What is being asked>
Locate every line in the rows below that contains the string "aurora" and copy each of those lines.

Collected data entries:
****************
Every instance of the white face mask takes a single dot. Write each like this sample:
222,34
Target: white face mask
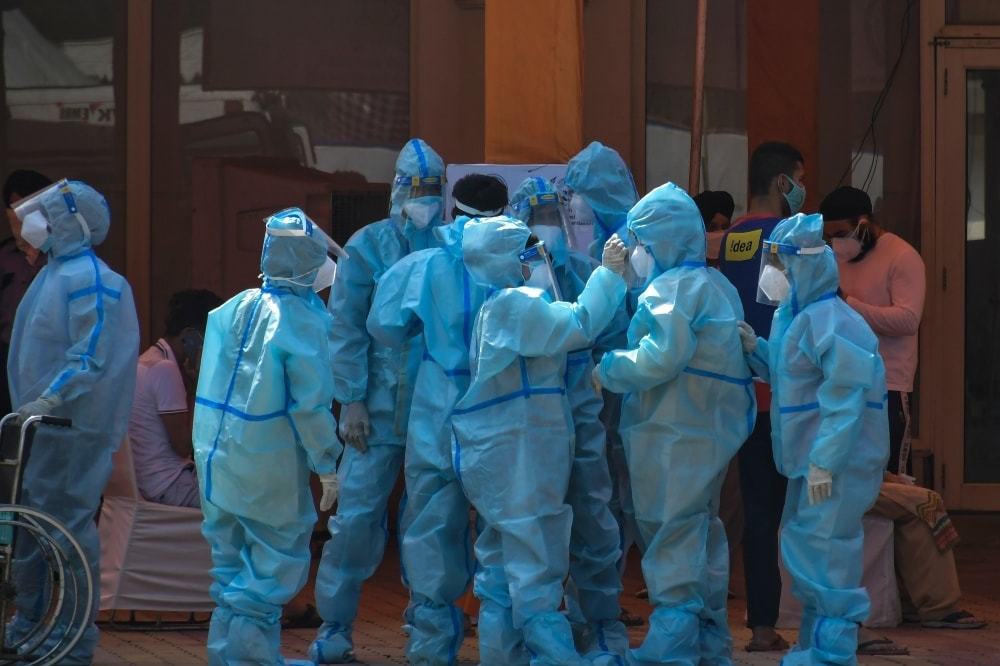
35,229
714,241
325,276
421,212
774,283
846,248
642,262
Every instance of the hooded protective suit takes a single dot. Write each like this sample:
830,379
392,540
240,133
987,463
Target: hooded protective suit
599,175
595,540
828,387
262,421
514,442
74,345
432,293
382,378
689,406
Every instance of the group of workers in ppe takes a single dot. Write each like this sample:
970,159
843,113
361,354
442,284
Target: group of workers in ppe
466,355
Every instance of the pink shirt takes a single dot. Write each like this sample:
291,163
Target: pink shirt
887,288
159,389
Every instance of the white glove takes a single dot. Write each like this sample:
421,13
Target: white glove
748,337
331,484
355,426
595,380
615,255
42,406
820,484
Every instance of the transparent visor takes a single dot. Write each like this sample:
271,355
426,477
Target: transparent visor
773,285
547,212
297,224
536,268
35,227
426,186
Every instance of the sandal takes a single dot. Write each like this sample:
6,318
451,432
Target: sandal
956,620
777,644
882,647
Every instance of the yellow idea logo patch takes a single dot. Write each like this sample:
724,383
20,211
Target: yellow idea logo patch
742,246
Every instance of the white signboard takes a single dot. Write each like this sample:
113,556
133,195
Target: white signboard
513,175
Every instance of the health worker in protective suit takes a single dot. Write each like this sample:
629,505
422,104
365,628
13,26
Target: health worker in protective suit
688,407
595,546
602,192
74,350
432,293
374,385
514,435
262,423
831,436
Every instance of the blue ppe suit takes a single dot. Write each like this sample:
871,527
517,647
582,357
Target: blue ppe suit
595,540
689,406
599,175
431,292
514,441
829,400
262,421
382,377
75,340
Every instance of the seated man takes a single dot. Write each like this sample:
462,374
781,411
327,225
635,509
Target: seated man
925,562
159,427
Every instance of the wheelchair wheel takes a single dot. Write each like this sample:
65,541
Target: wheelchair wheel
67,585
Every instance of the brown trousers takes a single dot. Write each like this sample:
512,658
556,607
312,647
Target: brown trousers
927,577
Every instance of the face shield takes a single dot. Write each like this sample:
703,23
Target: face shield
35,228
773,285
424,204
536,267
296,224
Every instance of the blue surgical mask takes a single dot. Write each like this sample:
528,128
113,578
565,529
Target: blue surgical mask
796,197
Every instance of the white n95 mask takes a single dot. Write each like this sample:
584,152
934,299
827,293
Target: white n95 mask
35,229
774,283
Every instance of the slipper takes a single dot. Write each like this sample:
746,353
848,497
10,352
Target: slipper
882,647
779,644
630,620
957,620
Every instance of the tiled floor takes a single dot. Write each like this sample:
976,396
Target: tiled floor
378,638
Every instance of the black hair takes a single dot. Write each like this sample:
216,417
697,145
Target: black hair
768,161
23,182
711,202
189,309
479,191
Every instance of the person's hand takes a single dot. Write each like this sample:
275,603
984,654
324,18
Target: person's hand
331,486
820,483
595,381
615,255
42,406
355,426
748,337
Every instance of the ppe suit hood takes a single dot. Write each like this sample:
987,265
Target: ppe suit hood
67,234
601,177
490,248
812,276
291,261
668,222
416,159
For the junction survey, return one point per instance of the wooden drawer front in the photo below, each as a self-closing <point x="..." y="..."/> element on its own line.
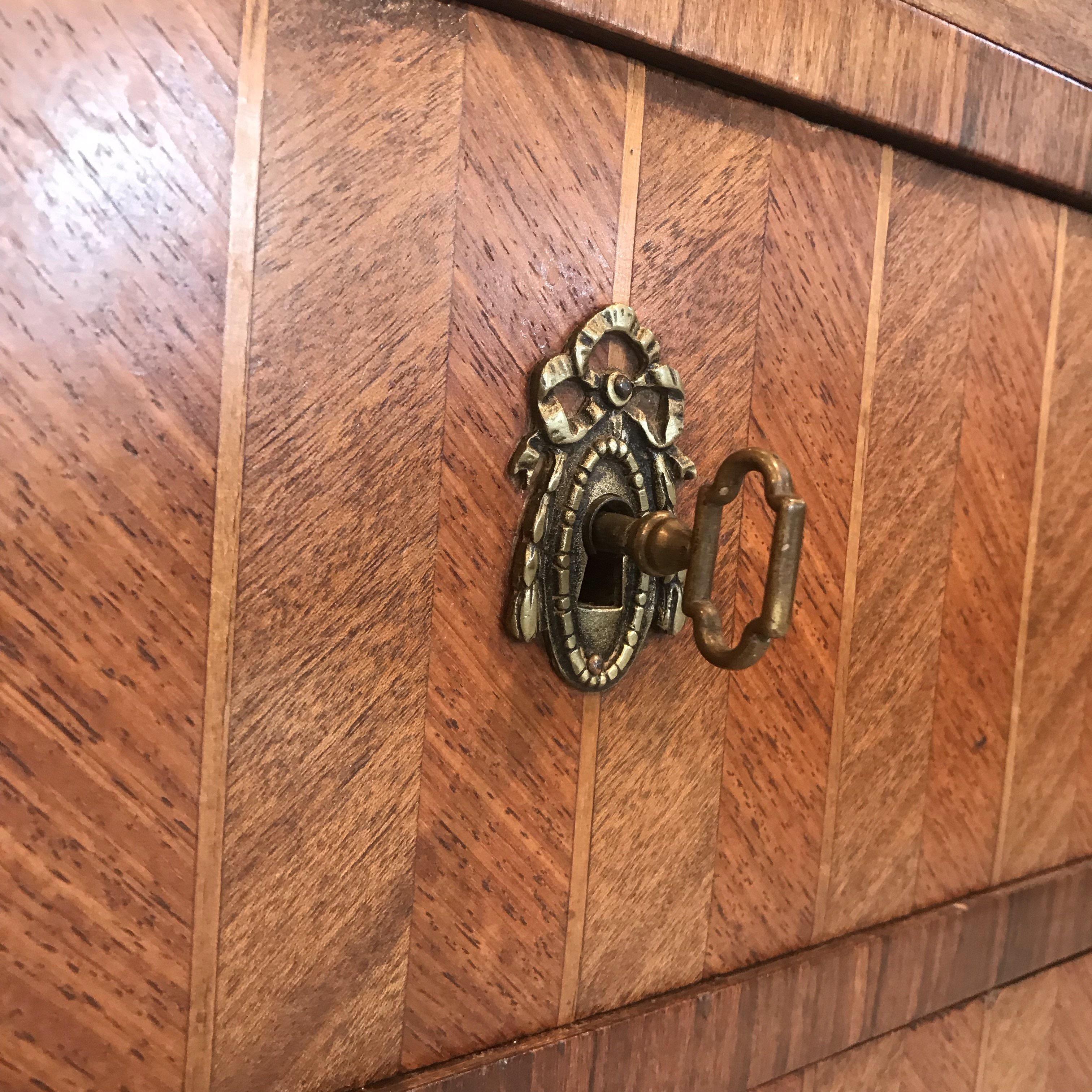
<point x="408" y="840"/>
<point x="502" y="854"/>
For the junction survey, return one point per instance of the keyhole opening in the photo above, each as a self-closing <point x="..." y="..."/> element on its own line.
<point x="604" y="580"/>
<point x="602" y="586"/>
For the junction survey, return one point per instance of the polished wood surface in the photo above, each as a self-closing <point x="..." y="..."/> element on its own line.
<point x="1055" y="33"/>
<point x="908" y="490"/>
<point x="988" y="557"/>
<point x="745" y="1030"/>
<point x="224" y="578"/>
<point x="538" y="218"/>
<point x="429" y="847"/>
<point x="817" y="273"/>
<point x="619" y="360"/>
<point x="884" y="67"/>
<point x="1049" y="813"/>
<point x="115" y="164"/>
<point x="940" y="1054"/>
<point x="705" y="178"/>
<point x="343" y="449"/>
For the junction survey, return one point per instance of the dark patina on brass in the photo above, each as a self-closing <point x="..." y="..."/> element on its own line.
<point x="601" y="554"/>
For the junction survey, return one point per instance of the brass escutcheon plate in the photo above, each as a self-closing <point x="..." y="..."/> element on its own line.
<point x="600" y="439"/>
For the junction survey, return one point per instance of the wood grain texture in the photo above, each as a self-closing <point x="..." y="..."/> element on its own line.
<point x="939" y="1054"/>
<point x="592" y="702"/>
<point x="1048" y="814"/>
<point x="1055" y="33"/>
<point x="351" y="318"/>
<point x="992" y="514"/>
<point x="539" y="197"/>
<point x="884" y="67"/>
<point x="225" y="546"/>
<point x="115" y="160"/>
<point x="1037" y="1035"/>
<point x="701" y="216"/>
<point x="757" y="1026"/>
<point x="810" y="358"/>
<point x="1018" y="1039"/>
<point x="905" y="540"/>
<point x="1071" y="1056"/>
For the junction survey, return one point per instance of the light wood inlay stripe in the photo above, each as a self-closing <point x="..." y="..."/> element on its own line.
<point x="581" y="850"/>
<point x="1037" y="503"/>
<point x="853" y="549"/>
<point x="590" y="727"/>
<point x="225" y="547"/>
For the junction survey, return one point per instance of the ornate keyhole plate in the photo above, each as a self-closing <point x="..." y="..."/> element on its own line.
<point x="607" y="441"/>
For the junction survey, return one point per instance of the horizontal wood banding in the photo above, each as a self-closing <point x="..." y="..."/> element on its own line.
<point x="889" y="72"/>
<point x="746" y="1029"/>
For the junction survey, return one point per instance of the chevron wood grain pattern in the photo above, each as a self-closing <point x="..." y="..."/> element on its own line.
<point x="814" y="312"/>
<point x="1017" y="1048"/>
<point x="910" y="469"/>
<point x="701" y="214"/>
<point x="940" y="1054"/>
<point x="760" y="1025"/>
<point x="1071" y="1056"/>
<point x="115" y="164"/>
<point x="351" y="313"/>
<point x="539" y="196"/>
<point x="888" y="68"/>
<point x="992" y="516"/>
<point x="1049" y="816"/>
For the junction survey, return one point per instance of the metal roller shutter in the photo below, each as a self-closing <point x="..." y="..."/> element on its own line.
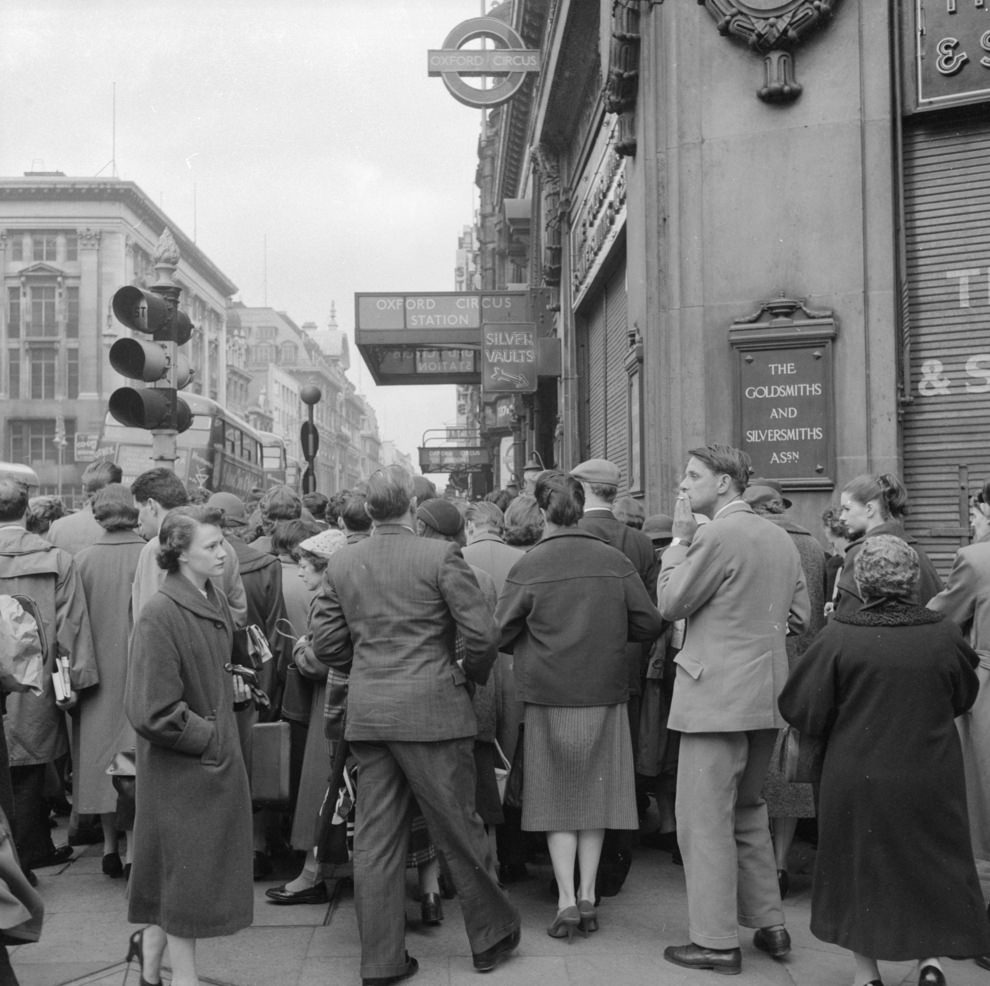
<point x="946" y="425"/>
<point x="604" y="383"/>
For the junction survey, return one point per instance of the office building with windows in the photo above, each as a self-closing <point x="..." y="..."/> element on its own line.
<point x="66" y="245"/>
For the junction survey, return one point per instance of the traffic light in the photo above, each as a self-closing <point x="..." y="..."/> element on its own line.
<point x="158" y="363"/>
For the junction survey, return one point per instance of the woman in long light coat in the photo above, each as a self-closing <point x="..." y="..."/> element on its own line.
<point x="107" y="569"/>
<point x="192" y="875"/>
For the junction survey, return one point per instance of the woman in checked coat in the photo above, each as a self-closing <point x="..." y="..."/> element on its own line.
<point x="192" y="875"/>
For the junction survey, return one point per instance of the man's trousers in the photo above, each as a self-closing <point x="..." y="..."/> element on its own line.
<point x="441" y="777"/>
<point x="724" y="835"/>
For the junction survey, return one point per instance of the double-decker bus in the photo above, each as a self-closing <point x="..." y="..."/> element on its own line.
<point x="218" y="452"/>
<point x="23" y="474"/>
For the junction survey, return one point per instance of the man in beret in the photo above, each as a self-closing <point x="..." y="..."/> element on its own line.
<point x="600" y="480"/>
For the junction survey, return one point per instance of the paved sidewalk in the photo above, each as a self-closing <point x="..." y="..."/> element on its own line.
<point x="86" y="929"/>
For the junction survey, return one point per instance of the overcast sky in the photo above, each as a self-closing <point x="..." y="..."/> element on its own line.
<point x="309" y="124"/>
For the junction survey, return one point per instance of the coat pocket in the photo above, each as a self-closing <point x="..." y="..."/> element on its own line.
<point x="211" y="755"/>
<point x="691" y="665"/>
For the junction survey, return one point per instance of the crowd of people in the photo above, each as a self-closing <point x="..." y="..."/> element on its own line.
<point x="478" y="685"/>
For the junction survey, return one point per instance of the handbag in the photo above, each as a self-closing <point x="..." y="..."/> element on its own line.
<point x="799" y="759"/>
<point x="123" y="771"/>
<point x="514" y="784"/>
<point x="270" y="763"/>
<point x="502" y="768"/>
<point x="335" y="705"/>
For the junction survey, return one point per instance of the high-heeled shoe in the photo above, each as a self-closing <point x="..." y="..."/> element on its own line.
<point x="431" y="909"/>
<point x="135" y="951"/>
<point x="567" y="921"/>
<point x="589" y="916"/>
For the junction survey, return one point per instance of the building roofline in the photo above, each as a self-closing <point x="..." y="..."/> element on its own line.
<point x="39" y="188"/>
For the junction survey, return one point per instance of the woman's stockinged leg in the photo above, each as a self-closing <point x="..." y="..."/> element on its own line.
<point x="589" y="852"/>
<point x="182" y="953"/>
<point x="563" y="853"/>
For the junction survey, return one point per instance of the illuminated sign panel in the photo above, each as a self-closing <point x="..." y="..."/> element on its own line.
<point x="952" y="51"/>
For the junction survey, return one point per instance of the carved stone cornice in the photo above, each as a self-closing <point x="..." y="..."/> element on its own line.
<point x="774" y="28"/>
<point x="622" y="81"/>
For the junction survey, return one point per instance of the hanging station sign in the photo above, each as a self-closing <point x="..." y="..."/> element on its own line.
<point x="431" y="338"/>
<point x="507" y="64"/>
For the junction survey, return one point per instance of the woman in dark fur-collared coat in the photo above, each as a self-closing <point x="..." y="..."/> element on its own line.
<point x="192" y="874"/>
<point x="894" y="875"/>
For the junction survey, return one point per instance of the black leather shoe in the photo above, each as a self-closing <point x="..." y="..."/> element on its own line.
<point x="63" y="854"/>
<point x="112" y="866"/>
<point x="431" y="909"/>
<point x="487" y="960"/>
<point x="412" y="967"/>
<point x="725" y="961"/>
<point x="317" y="894"/>
<point x="776" y="942"/>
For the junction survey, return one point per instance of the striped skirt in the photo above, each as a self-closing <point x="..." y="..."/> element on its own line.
<point x="578" y="769"/>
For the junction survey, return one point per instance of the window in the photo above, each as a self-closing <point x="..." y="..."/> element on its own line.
<point x="14" y="373"/>
<point x="13" y="313"/>
<point x="33" y="442"/>
<point x="43" y="361"/>
<point x="43" y="321"/>
<point x="45" y="246"/>
<point x="72" y="373"/>
<point x="72" y="313"/>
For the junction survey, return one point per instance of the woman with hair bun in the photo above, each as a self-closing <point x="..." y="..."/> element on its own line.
<point x="872" y="505"/>
<point x="193" y="847"/>
<point x="568" y="608"/>
<point x="894" y="874"/>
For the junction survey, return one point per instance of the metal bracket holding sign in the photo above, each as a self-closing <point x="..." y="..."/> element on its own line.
<point x="510" y="62"/>
<point x="783" y="369"/>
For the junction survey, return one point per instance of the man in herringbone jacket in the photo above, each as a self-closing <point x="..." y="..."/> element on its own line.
<point x="389" y="612"/>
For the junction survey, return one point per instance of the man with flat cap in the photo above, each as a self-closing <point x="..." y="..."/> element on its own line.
<point x="600" y="480"/>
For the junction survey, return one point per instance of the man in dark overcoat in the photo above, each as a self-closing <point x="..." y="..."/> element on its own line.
<point x="389" y="612"/>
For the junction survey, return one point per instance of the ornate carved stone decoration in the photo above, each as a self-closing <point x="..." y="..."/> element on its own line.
<point x="623" y="73"/>
<point x="550" y="212"/>
<point x="774" y="28"/>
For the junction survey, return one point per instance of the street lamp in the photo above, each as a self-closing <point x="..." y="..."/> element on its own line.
<point x="309" y="437"/>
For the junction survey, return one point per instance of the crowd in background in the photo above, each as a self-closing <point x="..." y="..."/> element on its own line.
<point x="582" y="637"/>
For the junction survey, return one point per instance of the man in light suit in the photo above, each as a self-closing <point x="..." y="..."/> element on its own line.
<point x="966" y="599"/>
<point x="389" y="612"/>
<point x="738" y="583"/>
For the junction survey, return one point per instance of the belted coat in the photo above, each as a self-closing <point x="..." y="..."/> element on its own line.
<point x="192" y="834"/>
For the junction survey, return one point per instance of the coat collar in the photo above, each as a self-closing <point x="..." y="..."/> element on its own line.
<point x="179" y="589"/>
<point x="390" y="527"/>
<point x="120" y="537"/>
<point x="733" y="507"/>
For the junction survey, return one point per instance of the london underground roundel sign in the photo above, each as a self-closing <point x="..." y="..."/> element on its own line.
<point x="510" y="61"/>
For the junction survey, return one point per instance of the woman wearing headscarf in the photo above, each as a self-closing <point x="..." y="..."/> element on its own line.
<point x="894" y="874"/>
<point x="568" y="608"/>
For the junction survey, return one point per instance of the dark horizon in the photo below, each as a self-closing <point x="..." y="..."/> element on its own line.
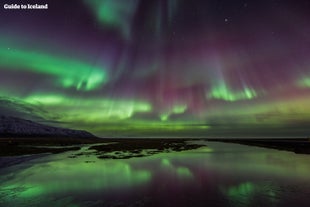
<point x="166" y="68"/>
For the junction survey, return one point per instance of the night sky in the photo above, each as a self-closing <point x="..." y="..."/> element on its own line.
<point x="157" y="68"/>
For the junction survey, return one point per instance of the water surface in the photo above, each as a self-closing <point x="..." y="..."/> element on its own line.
<point x="218" y="175"/>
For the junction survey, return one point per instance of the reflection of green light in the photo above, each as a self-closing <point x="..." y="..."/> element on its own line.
<point x="244" y="189"/>
<point x="184" y="172"/>
<point x="241" y="193"/>
<point x="179" y="109"/>
<point x="69" y="72"/>
<point x="63" y="176"/>
<point x="225" y="93"/>
<point x="166" y="162"/>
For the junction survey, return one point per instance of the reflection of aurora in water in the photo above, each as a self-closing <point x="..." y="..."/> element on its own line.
<point x="210" y="176"/>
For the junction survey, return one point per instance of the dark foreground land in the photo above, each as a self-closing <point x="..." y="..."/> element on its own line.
<point x="106" y="148"/>
<point x="133" y="147"/>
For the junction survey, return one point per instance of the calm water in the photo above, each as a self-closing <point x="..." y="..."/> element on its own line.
<point x="217" y="175"/>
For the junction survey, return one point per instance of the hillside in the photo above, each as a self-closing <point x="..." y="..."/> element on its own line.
<point x="12" y="126"/>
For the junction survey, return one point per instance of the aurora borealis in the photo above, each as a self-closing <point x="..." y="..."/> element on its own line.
<point x="128" y="68"/>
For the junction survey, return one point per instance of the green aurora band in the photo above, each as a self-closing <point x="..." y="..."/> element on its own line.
<point x="68" y="72"/>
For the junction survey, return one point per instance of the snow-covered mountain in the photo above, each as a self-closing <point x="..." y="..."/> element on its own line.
<point x="12" y="126"/>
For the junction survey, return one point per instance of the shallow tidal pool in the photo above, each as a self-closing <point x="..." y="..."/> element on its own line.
<point x="219" y="174"/>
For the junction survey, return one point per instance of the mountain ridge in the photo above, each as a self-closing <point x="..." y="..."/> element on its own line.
<point x="17" y="127"/>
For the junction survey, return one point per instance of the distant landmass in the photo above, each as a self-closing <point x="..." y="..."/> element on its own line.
<point x="17" y="127"/>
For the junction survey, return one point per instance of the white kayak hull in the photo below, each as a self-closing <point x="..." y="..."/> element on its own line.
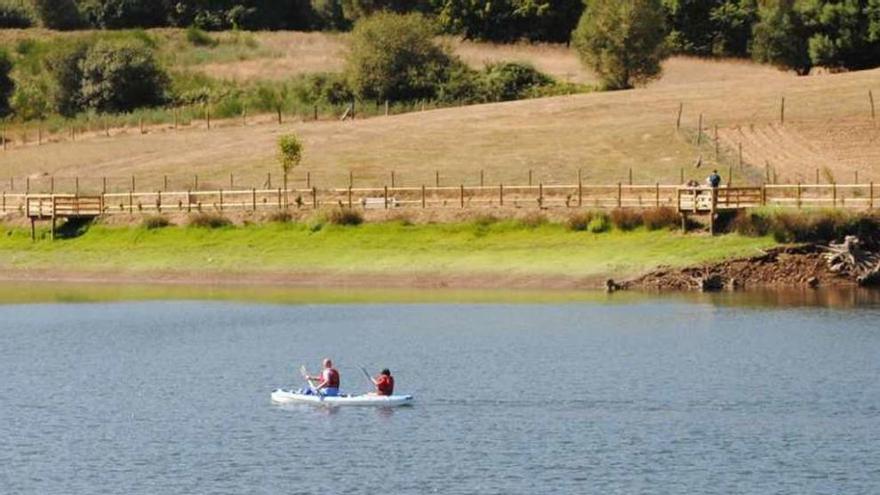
****************
Final result>
For the junction survey, return one point per instance of the reflection of aurora in water in the photo above, each as a self-closing <point x="..." y="..."/> element on its own line.
For the junction survey, return one point per instance of the aurora borealis in the photo above, each as a self-closing <point x="..." y="..."/> element on its own line.
For the junction survey, return one point per instance of the green aurora band in the photo above, each as a self-closing <point x="..." y="..."/> element on its own line.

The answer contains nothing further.